Pointing dataset excerpts:
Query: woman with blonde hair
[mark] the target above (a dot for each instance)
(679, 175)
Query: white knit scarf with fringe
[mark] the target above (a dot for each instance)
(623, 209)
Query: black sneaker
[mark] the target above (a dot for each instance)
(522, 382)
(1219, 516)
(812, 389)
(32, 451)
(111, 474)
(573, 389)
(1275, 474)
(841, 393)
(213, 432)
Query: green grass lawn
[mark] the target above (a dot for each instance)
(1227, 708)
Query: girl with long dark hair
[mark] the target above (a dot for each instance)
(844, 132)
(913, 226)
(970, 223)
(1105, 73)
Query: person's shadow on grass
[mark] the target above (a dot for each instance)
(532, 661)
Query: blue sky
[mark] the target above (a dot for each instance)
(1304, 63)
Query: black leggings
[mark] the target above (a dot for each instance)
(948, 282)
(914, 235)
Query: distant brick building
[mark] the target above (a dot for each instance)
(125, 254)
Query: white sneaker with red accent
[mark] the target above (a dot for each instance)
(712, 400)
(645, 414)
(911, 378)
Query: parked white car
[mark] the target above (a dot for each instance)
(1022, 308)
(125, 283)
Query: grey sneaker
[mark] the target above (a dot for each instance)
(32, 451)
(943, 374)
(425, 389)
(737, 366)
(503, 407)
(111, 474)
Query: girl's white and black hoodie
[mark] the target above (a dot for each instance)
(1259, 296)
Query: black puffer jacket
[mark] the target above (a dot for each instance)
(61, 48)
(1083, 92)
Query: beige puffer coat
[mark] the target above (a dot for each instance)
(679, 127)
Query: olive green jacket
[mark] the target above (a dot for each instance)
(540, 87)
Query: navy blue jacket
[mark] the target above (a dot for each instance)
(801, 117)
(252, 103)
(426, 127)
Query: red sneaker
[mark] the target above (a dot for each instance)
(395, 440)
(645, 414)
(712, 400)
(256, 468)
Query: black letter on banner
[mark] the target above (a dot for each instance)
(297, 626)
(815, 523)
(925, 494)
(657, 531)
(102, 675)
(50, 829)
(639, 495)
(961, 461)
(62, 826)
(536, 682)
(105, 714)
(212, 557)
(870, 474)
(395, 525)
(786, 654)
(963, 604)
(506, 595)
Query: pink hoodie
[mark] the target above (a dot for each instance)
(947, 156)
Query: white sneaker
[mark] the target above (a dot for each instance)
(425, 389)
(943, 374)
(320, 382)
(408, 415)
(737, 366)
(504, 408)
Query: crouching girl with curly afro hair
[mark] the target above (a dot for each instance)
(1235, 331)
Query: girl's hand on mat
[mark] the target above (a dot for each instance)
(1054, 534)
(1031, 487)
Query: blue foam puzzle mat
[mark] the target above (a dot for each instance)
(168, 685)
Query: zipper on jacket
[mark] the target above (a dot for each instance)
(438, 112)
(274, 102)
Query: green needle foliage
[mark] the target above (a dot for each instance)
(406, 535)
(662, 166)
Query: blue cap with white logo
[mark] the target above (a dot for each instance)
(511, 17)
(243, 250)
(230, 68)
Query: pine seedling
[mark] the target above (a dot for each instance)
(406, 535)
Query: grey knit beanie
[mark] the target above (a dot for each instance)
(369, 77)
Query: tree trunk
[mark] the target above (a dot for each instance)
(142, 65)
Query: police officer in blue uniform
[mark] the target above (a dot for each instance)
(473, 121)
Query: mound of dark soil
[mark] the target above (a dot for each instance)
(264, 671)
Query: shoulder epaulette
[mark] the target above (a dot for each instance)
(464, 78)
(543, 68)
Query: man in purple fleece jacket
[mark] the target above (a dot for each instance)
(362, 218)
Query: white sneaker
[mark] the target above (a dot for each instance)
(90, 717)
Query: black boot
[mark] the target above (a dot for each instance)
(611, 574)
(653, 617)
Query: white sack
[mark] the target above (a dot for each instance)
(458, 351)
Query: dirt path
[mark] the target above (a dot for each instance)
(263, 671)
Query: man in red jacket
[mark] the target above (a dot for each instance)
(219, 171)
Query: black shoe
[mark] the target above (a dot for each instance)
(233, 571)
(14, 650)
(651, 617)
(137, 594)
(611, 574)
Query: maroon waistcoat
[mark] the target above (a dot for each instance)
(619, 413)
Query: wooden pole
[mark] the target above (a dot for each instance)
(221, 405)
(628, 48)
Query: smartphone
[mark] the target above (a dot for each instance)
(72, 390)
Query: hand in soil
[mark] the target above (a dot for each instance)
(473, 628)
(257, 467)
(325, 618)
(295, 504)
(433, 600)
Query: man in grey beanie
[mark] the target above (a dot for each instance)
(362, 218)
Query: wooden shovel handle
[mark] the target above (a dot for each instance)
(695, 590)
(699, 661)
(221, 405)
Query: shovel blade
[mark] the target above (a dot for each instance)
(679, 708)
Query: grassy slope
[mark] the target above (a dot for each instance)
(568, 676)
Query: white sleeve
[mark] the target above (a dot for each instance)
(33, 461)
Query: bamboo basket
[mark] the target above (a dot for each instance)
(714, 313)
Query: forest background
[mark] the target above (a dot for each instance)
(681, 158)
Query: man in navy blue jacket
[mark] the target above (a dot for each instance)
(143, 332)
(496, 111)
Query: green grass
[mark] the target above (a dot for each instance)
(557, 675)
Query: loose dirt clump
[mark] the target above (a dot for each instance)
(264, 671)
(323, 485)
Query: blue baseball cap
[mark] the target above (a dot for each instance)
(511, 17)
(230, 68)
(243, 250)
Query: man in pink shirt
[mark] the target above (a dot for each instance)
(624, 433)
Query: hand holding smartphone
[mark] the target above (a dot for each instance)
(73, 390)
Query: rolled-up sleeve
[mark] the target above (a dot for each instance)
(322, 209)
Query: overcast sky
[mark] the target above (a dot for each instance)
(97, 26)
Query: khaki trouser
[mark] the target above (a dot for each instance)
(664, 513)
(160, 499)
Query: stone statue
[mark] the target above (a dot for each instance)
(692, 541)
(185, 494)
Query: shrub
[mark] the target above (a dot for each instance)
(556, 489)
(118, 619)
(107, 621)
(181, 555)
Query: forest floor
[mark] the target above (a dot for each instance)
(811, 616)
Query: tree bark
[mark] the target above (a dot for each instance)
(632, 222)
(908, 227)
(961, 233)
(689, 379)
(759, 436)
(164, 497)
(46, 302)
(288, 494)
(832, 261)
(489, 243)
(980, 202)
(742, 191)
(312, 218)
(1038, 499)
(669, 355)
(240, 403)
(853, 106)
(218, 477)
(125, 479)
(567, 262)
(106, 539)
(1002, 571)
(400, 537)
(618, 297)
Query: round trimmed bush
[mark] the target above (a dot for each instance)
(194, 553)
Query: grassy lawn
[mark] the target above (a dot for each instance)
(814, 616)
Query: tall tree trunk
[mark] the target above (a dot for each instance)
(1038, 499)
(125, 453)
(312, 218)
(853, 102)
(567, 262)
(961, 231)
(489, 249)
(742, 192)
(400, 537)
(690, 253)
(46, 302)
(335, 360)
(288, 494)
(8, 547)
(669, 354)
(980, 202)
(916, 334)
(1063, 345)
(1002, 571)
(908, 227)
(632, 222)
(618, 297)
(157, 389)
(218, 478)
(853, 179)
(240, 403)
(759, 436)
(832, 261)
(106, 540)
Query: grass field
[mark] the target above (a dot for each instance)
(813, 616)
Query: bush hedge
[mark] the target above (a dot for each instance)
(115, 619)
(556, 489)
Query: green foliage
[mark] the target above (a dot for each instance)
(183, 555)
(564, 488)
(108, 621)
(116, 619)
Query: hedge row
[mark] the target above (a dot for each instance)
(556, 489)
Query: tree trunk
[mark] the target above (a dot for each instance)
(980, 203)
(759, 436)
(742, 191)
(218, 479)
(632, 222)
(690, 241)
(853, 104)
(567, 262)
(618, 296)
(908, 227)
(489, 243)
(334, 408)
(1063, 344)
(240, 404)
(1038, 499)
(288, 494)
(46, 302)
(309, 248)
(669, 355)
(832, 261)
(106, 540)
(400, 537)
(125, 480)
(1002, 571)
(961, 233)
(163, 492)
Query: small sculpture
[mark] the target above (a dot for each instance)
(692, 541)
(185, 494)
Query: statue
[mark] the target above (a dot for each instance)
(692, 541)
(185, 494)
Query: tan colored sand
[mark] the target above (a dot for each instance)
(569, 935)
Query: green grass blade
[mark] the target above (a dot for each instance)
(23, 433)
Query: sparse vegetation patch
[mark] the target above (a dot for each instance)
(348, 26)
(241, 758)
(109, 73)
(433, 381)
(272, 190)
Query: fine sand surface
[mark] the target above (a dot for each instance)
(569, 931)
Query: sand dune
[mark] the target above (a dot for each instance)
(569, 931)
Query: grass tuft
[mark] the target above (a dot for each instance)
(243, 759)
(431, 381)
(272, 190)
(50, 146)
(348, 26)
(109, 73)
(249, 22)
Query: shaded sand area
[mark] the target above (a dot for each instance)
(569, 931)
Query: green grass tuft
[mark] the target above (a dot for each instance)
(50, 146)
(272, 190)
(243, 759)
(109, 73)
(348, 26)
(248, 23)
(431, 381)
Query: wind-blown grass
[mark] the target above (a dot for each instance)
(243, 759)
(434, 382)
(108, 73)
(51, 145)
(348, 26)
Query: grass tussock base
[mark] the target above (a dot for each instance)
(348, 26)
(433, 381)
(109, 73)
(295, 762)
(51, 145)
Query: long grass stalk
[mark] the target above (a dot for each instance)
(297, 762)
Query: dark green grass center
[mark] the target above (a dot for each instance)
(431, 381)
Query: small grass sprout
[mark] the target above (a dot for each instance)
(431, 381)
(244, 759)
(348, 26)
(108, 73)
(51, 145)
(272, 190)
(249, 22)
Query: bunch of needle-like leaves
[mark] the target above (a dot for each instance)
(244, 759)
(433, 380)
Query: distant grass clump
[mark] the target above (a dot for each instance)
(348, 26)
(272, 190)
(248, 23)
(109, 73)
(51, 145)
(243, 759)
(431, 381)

[What to do] Only those lines running from the one containing "Query: wind-blown grass" through the last line of the data above are to be copied, exactly, with both ends included.

[Solution to this exercise]
Query: wind-blown grass
[mark] the target above (a dot for each instance)
(243, 759)
(434, 382)
(108, 73)
(51, 145)
(348, 26)
Query: grass tussock base
[mark] the target above (a dot for each instance)
(348, 26)
(433, 381)
(109, 73)
(295, 762)
(51, 145)
Query: long grass stalk
[mark] the target above (a dot for each instance)
(297, 762)
Query: dark green grass center
[mark] the target above (a dot for each instance)
(431, 381)
Query: small grass sprout
[mark] the target above (a dot for each instance)
(431, 381)
(244, 759)
(348, 26)
(108, 73)
(51, 145)
(272, 190)
(249, 22)
Query: bunch of needle-like leaves
[mark] the target above (a dot for each instance)
(244, 759)
(433, 380)
Query: distant grass clump
[mark] the target above (a dot for each instance)
(348, 26)
(272, 190)
(248, 23)
(109, 73)
(51, 145)
(243, 759)
(431, 381)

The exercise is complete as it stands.